§ Document excerpt
The world’s largest audit and advisory firms are currently working to improve their internal behaviour and cultures, amid a slew of scandals. In 2021, a partner at EY resigned after being fined by a professional body for sexually harassing a female trainee on a work ski trip, a case that resembled other occurrences which had rocked PwC in 2018, and KPMG’s Dutch firm in 2016.

As a result, many professional firms have taken steps to reduce the risk of alcohol-fuelled incidents at work events, such as banning ski trips and designating “sober chaperones” for field trips.

Now, PwC has found itself at the heart of another scandal involving heavy drinking. This time, the firm is facing demands for compensation due to the consequences of pub crawl that left an employee with brain injuries.

Michael Brockie, who is still employed by PwC, claims that employees were under severe pressure to participate in binge drinking, at a 2019 event led by the manager of the PwC office in Reading. According to Brockie, the manager had invited employees with the announcement that staying away from the outing was only possible after submitting a doctor's certificate.

The intent of the so-called 'pub golf pub crawl' event was for participants to go to visit bars and nightclubs, to drink. In a drinking game that many graduates will be familiar with, the participants were handed out score cards, on to which they were to record how many attempts it took them to down glasses of drink. Legal documents reported on by the Financial Times stated that Brockie did not remember anything after 10pm from that night, and he was later found unconscious on the street.

§ Data supplied
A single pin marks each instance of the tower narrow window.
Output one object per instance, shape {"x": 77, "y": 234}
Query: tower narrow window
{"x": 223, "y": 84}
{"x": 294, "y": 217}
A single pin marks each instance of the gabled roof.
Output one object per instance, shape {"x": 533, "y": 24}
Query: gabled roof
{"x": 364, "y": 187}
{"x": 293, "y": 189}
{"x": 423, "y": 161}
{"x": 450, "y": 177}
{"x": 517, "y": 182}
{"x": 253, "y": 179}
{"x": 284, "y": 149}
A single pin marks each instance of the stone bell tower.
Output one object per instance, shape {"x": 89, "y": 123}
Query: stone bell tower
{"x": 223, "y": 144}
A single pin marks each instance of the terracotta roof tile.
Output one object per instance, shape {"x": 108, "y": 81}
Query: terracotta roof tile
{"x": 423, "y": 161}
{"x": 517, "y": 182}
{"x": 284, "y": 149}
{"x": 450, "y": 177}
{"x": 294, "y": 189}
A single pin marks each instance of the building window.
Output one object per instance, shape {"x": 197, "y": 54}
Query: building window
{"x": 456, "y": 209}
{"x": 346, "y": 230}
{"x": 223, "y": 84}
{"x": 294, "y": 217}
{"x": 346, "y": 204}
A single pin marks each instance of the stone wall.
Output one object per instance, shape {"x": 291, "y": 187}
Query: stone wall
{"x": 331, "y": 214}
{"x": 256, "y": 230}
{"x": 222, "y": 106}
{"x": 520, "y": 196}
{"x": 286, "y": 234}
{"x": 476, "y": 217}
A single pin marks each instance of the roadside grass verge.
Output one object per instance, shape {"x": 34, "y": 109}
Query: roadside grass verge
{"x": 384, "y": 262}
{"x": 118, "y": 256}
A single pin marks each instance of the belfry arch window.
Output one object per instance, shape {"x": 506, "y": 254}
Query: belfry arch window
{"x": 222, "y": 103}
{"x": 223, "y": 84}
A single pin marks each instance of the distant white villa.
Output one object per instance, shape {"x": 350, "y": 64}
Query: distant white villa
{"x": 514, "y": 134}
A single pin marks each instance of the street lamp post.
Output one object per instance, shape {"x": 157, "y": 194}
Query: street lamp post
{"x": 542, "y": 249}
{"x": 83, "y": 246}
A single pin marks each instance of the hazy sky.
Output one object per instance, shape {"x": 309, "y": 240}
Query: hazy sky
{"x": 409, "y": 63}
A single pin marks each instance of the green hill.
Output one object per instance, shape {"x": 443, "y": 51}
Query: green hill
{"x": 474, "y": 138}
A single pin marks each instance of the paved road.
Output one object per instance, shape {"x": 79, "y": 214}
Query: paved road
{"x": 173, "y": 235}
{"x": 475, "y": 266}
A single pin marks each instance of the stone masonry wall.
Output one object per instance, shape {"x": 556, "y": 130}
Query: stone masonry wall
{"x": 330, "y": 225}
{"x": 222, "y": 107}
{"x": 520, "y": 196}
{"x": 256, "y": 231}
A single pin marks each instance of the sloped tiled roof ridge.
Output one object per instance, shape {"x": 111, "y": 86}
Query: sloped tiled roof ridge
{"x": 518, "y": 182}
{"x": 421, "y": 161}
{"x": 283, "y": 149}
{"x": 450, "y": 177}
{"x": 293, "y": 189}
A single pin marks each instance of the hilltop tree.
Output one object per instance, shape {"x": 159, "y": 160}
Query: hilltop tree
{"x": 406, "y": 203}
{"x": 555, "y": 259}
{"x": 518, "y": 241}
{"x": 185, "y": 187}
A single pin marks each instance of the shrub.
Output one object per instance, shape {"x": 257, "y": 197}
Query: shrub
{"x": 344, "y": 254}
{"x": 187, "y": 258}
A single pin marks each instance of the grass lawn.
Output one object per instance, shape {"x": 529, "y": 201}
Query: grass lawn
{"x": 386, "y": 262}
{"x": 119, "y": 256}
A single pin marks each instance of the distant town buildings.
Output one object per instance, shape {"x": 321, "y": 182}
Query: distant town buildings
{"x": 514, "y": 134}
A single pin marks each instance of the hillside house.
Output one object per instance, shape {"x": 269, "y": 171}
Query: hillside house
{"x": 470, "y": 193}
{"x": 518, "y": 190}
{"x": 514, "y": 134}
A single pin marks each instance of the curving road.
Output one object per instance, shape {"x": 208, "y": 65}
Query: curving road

§ Exercise brief
Carry on the article about the PwC pub crawl injury claim, picking up right after its final sentence. The records have no connection to the text.

§ Your response
When news broadcasters from ITV reported on Brockie’s injuries in early 2020, they suggested the PwC staffer had fractured his skull, having fallen on his head during the pub crawl. After Brockie was operated on at John Radcliffe Hospital in Oxford, he started a £15,000 fund-raising campaign for the hospital. Staff there said at the time that it had been unclear whether he would survive – having had half of his skull removed during initial treatment – and called him a “walking miracle”.

According to Brockie, the incident left him with brain damage. He was unable to work at all for six months afterwards, while three years on, he claims he still has problems concentrating and doing his job. According to his LinkedIn profile, he was promoted to Manager in PwC’s Reading office in early 2022.

The Financial Times also reported he is claiming preliminary damages of £200,000 from PwC – where partners earned an average of £1 million last year – pending a future, final settlement for compensation. It is not yet known when the case will go to the High Court.